STATED TASK = Rewrite the passage of the Linux kernel thread from "Yes; for a codebase" up to and including "10-15 years ago.", substituting "project" for every occurrence of "codebase".

DOCUMENT SECTION =
'''
Hacker News new | past | comments | ask | show | jobs | submit login
Ideas for getting started in the Linux kernel (labbott.name)
207 points by ashitlerferad on Aug 16, 2016 | hide | past | favorite | 45 comments



I feel like this underestimates how hard it is to get started. I've started playing around with the kernel and making small modifications. It's not straight forward. For me just getting it complied in a vm was an ordeal. Most books are pretty old and if you go google for what ever you want you end up with a lot of very dense resources. Then you need to figure out if that article you found actually applied to whatever current kernel your using and what's changed since then. Ive been doing like hours of reading for a few line change here and then.

And somewhat off topic. I think it will be interesting to see what happens to linux in the long term. Are that many new/young programers getting into kernel development? Id imagine there's not to many people getting into programing now that are writing c or working on the kernel. Who is going to replace the kernel developers of today? Or am I just totally off?


That's basically the experience everyone has to go through with any new codebase.

For example, when I worked on a couple Firefox bugs a few years ago, I hadn't touch C++ for several years. I did have to spend several hours just to get a hang of things. Luckily what I needed to change was not too challenging. Several dozen lines were added and overall the necessary functions were all . hg grep helped a lot to find what I want. If I were to implement a new driver from scratch, that would be really tough.

Though since C and C++ aren't something I am very comfortable with (I haven't written a single line of and C and C++ for so long), it can be really tough especially during debugging.


> That's basically the experience everyone has to go through with any new codebase.

Yes; for a codebase of comparable size and widespread usage, the Linux kernel is very, very easy to get into and very, very well documented. Go to Documentation/[your subsystem] and you'll get something useful, usually a reference on a driver you can base yours on (which is how practically all drivers are created).

Nice ways to get started:

- simple character device

- SPI slave and SPI protocol driver


> For me just getting it complied in a vm was an ordeal

You're right, the process of building and installing a custom kernel is much harder than it used to be 10-15 years ago.

And I believe this is a problem that impacts a certain kind of contribution. Because even for the most experienced and competent of programmers, the bar for entry is too high.

The distributions are partly to blame here. The complexity of initrd setups have meant that testing even a small or single line change is an ordeal. The wrapping in package managers like RPM makes incremental builds of a kernel impossible.

My personal setup is based on Slackware without an initd; a kernel build resembles a 'make; make install' like it has been for the past 15+ years. I've been unable to achieve anything similar in reasonable time on a CentOS system.


I dunno, I've been a Linux kernel guy since Linus posted to the minix-list, and I have to say that things seem easier than ever. I mean, pick your distro, figure out how it boots the kernel, use it to build a new kernel, boot it. Repeat, ad infinitum.

The problem seems to be a rather hefty "NIMBY" factor, imho. If you want to get into the kernel these days, you have to realize: its a done thing. Nobody cares if you're a rockstar.

Learn the tooling and methodology, or gtfo...
'''
[Items from a data source]
'''
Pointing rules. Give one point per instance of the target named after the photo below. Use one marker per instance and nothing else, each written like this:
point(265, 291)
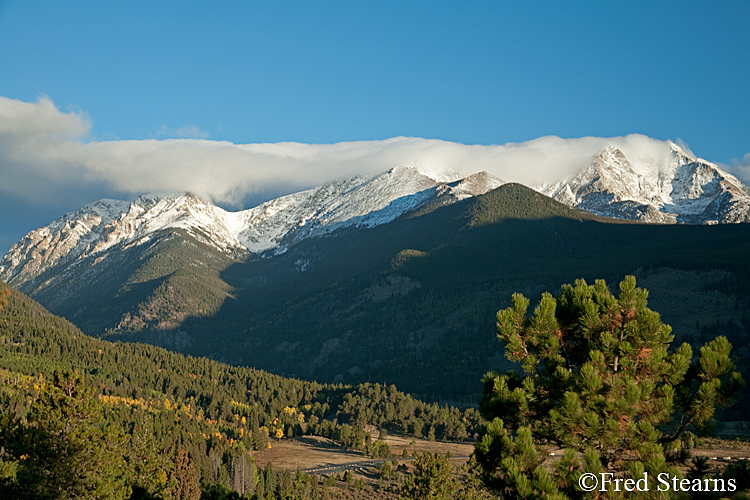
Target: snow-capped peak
point(357, 201)
point(677, 188)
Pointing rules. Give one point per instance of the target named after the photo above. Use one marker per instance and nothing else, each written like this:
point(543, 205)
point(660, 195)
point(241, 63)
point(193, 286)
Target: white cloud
point(186, 132)
point(44, 157)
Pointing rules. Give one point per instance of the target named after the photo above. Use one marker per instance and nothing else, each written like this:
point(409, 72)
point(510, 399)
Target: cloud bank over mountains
point(48, 155)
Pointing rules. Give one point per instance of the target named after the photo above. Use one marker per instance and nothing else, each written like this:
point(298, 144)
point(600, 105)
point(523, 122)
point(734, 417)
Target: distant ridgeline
point(170, 420)
point(409, 302)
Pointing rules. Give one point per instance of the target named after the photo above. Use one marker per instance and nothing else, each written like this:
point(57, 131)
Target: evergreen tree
point(64, 448)
point(599, 381)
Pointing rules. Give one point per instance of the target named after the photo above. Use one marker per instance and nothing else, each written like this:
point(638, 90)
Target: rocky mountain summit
point(683, 190)
point(266, 229)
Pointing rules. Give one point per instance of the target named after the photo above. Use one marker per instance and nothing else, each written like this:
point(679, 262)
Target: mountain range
point(393, 278)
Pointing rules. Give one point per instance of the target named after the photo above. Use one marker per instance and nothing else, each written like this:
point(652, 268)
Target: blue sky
point(324, 72)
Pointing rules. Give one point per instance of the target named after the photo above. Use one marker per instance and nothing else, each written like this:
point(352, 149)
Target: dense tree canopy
point(599, 381)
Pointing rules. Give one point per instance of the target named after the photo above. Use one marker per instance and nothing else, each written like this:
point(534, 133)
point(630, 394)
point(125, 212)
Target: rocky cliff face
point(684, 190)
point(270, 227)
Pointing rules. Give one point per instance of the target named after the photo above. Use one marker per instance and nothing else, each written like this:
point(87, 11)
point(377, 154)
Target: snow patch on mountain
point(682, 189)
point(271, 226)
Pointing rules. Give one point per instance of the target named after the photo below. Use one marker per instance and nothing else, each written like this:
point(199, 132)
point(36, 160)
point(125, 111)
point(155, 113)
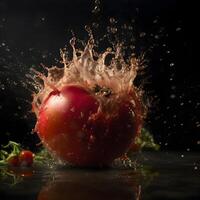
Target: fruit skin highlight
point(88, 113)
point(75, 127)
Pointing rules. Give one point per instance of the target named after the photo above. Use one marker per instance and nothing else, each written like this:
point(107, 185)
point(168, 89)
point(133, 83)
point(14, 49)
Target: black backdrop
point(32, 32)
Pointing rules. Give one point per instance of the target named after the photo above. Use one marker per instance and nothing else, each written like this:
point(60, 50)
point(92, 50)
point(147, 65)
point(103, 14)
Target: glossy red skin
point(69, 128)
point(26, 158)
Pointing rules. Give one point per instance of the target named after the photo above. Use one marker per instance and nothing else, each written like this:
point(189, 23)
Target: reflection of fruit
point(26, 158)
point(81, 127)
point(20, 172)
point(90, 186)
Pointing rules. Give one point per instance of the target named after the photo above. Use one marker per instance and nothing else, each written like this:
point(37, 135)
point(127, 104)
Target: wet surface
point(161, 175)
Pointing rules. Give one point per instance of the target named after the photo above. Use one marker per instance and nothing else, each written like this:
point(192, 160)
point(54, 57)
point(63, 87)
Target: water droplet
point(155, 21)
point(168, 52)
point(172, 96)
point(178, 29)
point(113, 20)
point(142, 34)
point(113, 30)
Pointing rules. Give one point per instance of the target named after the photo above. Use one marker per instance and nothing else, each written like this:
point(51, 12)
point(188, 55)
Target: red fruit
point(26, 158)
point(76, 126)
point(13, 161)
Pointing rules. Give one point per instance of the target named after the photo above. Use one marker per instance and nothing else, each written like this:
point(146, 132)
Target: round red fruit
point(75, 125)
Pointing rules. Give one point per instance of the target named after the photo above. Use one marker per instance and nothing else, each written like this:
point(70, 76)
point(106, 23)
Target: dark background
point(32, 32)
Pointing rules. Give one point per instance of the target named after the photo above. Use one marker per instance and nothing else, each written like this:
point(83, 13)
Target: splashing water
point(89, 69)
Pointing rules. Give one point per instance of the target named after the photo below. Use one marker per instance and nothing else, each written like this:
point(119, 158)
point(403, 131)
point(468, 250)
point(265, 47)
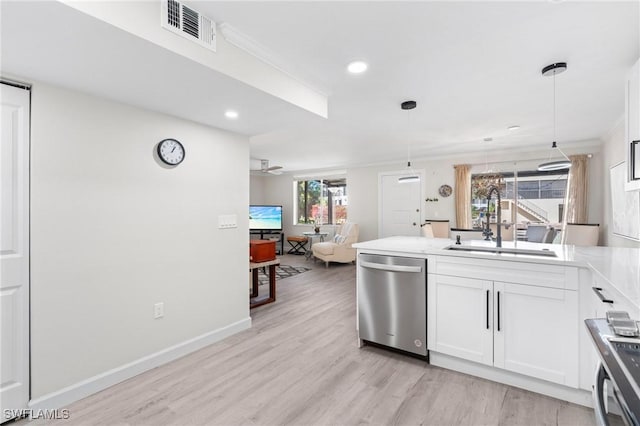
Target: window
point(321, 201)
point(539, 197)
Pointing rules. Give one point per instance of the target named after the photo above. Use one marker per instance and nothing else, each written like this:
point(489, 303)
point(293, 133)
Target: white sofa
point(339, 249)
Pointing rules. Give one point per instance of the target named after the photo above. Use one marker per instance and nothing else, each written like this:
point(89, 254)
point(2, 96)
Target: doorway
point(400, 204)
point(14, 250)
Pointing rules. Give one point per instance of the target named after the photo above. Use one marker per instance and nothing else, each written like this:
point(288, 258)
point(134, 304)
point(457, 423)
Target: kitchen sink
point(508, 250)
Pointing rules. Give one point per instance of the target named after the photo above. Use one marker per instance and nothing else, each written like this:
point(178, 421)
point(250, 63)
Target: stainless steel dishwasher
point(392, 302)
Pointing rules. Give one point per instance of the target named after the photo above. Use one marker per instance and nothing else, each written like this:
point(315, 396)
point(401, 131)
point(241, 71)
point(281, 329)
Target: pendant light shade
point(563, 163)
point(556, 164)
point(408, 106)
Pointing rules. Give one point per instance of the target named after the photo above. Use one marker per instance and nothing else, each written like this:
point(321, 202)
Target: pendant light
point(408, 106)
point(565, 163)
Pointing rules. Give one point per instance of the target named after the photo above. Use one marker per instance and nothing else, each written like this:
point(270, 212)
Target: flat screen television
point(265, 218)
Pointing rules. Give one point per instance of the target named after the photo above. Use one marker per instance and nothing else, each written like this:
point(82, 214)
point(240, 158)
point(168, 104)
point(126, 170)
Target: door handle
point(487, 309)
point(498, 311)
point(598, 291)
point(391, 268)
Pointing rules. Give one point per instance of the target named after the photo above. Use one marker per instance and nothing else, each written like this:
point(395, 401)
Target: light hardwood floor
point(300, 365)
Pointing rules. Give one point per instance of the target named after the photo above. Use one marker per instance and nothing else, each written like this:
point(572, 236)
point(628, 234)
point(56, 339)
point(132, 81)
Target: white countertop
point(619, 266)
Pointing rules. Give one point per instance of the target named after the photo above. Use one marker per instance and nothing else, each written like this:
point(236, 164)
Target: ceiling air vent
point(189, 23)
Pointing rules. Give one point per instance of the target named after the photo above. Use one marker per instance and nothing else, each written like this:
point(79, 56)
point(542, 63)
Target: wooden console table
point(254, 300)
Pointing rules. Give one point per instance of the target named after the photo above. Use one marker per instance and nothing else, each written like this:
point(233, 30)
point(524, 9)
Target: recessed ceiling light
point(357, 67)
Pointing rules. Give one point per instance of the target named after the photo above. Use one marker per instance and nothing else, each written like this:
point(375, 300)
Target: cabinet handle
point(498, 311)
point(597, 290)
point(487, 309)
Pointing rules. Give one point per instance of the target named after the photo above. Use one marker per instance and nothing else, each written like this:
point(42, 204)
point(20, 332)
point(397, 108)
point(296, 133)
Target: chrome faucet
point(487, 232)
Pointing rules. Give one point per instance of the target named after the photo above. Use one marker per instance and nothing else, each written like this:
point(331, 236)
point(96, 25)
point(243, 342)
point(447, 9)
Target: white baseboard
point(576, 396)
point(77, 391)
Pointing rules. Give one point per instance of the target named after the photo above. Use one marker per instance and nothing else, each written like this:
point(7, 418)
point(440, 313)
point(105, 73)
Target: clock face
point(445, 190)
point(171, 151)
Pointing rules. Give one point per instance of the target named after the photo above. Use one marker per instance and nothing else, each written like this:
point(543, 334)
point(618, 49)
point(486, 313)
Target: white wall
point(613, 153)
point(257, 189)
point(113, 231)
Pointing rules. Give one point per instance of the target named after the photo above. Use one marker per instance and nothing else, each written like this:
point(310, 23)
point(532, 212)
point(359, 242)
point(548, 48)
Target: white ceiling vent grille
point(189, 23)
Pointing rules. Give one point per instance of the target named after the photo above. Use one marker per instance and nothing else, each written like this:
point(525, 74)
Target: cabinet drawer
point(537, 274)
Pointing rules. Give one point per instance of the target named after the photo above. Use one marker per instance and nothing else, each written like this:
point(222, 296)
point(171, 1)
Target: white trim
point(253, 47)
point(576, 396)
point(77, 391)
point(321, 174)
point(399, 173)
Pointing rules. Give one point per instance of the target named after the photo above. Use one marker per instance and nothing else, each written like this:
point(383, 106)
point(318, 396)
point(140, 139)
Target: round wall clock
point(445, 190)
point(171, 151)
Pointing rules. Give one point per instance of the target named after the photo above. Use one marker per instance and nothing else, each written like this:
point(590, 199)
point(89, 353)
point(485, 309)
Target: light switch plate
point(226, 221)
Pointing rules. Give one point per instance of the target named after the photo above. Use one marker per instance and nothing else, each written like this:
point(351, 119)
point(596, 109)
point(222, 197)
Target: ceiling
point(473, 68)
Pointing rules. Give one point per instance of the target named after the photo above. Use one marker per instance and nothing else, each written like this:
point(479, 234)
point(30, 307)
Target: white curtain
point(463, 195)
point(575, 206)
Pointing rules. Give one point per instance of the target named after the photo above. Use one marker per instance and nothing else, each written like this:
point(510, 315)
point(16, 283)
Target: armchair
point(339, 249)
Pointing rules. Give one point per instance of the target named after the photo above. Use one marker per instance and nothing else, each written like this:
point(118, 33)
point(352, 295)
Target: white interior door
point(14, 250)
point(400, 205)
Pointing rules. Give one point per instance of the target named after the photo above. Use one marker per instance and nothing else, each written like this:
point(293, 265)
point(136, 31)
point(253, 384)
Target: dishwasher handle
point(391, 268)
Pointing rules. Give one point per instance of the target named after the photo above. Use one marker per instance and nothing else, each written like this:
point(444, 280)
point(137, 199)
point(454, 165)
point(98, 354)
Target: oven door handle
point(599, 396)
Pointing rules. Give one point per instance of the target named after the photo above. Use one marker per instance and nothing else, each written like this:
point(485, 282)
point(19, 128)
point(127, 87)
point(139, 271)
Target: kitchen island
point(518, 318)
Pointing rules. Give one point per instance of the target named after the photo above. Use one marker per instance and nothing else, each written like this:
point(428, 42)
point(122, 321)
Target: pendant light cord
point(408, 138)
point(554, 107)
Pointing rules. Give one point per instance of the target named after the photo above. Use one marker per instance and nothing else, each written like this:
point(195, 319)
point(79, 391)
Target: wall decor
point(625, 205)
point(445, 190)
point(171, 152)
'''
ANSWER TO THIS PROBLEM =
Yes; for a project of comparable size and widespread usage, the Linux kernel is very, very easy to get into and very, very well documented. Go to Documentation/[your subsystem] and you'll get something useful, usually a reference on a driver you can base yours on (which is how practically all drivers are created).

Nice ways to get started:

- simple character device

- SPI slave and SPI protocol driver


> For me just getting it complied in a vm was an ordeal

You're right, the process of building and installing a custom kernel is much harder than it used to be 10-15 years ago.